Exercise requirements:
Please copy the entries from the line that has "Could you point to the paper" through the end of the entries, swapping "paper liner" for "tray liner" and leaving everything else as it is.

Information given:
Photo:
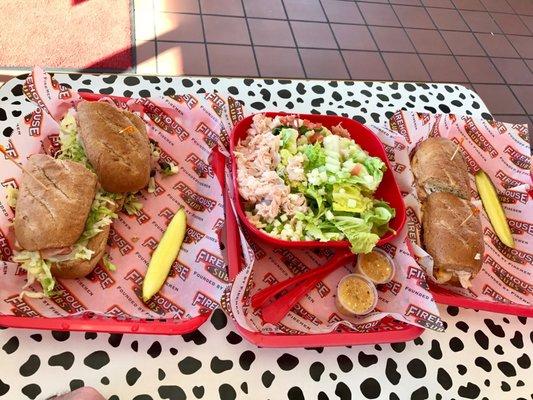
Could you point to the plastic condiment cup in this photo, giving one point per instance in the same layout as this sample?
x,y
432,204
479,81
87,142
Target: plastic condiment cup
x,y
343,303
359,268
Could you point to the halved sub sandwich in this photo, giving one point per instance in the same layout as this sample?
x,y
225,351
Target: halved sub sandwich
x,y
61,222
439,167
453,236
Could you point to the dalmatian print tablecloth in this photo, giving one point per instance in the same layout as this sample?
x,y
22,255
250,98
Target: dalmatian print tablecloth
x,y
481,356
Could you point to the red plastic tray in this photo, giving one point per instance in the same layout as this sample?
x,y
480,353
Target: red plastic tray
x,y
389,331
95,323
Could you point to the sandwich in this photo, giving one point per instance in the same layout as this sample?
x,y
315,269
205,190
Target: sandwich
x,y
439,167
452,235
116,145
61,221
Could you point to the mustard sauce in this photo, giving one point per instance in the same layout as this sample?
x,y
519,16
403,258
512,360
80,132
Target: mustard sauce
x,y
355,295
376,266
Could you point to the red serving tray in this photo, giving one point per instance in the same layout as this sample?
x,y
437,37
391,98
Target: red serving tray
x,y
389,331
96,323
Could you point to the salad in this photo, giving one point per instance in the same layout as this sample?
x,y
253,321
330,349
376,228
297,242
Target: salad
x,y
302,181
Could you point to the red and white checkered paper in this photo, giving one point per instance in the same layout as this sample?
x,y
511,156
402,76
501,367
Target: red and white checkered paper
x,y
187,128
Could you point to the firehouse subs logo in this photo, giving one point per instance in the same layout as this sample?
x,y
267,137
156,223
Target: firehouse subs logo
x,y
397,123
235,110
210,137
51,145
158,303
179,270
296,266
204,301
218,224
102,276
117,312
306,315
194,200
490,291
142,217
522,132
520,227
425,318
213,264
116,240
34,121
188,99
5,251
500,127
423,117
10,150
30,92
217,102
506,181
419,276
192,235
201,168
478,138
515,255
413,225
163,120
393,287
509,279
473,166
520,160
20,308
164,157
66,300
63,92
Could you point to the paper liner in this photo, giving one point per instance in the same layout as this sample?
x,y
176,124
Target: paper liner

Response for this exercise:
Could you point to the tray liner in this photo, giving one point per instance in the same layout as this sample?
x,y
176,124
Target: tray liner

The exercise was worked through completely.